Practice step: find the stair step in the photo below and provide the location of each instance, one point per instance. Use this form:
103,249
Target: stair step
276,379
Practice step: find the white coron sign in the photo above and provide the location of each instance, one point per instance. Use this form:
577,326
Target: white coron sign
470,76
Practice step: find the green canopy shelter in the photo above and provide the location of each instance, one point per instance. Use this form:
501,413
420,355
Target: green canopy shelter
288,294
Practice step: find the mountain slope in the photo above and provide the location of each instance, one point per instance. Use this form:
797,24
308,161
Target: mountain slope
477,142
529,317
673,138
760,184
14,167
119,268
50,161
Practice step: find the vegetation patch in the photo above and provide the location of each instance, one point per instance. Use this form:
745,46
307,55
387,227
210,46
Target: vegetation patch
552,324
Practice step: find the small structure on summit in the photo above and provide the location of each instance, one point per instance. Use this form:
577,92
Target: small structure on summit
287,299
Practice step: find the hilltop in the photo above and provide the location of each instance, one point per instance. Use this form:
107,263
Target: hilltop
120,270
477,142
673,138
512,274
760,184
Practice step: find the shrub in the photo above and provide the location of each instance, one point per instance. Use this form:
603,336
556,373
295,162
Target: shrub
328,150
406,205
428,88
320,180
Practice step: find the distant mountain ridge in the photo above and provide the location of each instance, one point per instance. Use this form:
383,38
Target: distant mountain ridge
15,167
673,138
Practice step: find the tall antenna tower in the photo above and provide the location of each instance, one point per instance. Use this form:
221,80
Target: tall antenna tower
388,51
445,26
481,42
• • • • •
**REQUIREMENT:** The listing above should be transcribed in full, exactly as written.

**ANSWER TO THIS EXERCISE:**
Practice step: find the stair step in the photo below and provide the location of each instance, one point per instance. Use this form:
103,249
Target: stair step
276,379
Practice step: find the white coron sign in the photo above and provide the location of each instance, one point per instance. Use this form:
577,326
Target: white coron sign
470,76
Practice step: find the green canopy shelter in the photo above and provide the location of each instance, one point per instance. Use this form:
501,413
420,355
Target: green canopy shelter
288,294
Practice step: find the mountain slope in the photo above and provide the location of each instance, one point per instance. Use this form:
797,24
308,161
Target: mountain slope
477,142
529,317
673,138
760,184
14,167
119,268
50,161
Practice step: find the vegetation patch in the photo above and provide the location of each instance, one point per instance. Use this form:
745,46
307,55
387,227
210,46
Target: vegetation patch
552,324
Practice step: find the small structure on summit in the photo above and provide the location of each instance, one point per instance. Use this form:
577,92
Target: small structure on summit
287,299
Practice step: find the hilltop in the photo above and provide the location of each instance, one point per instance. Use this form:
107,263
Target: hilltop
120,270
477,142
673,138
512,274
760,184
Practice step: find the shrub in the photo above and provide the location of each instance, one point per instance. Use this form:
603,336
556,373
295,162
Target: shrub
328,150
406,205
428,88
320,180
Practice step: find the distant mountain ridge in the photo above and provide the location of each instance, one point per instance. Use this form:
383,38
Target: distant mountain ridge
15,167
673,138
Practice step: find the tall antenna tower in the photo above and provide the location of each instance, one point per instance. Use this form:
221,80
Target: tall antenna tower
388,51
445,26
481,42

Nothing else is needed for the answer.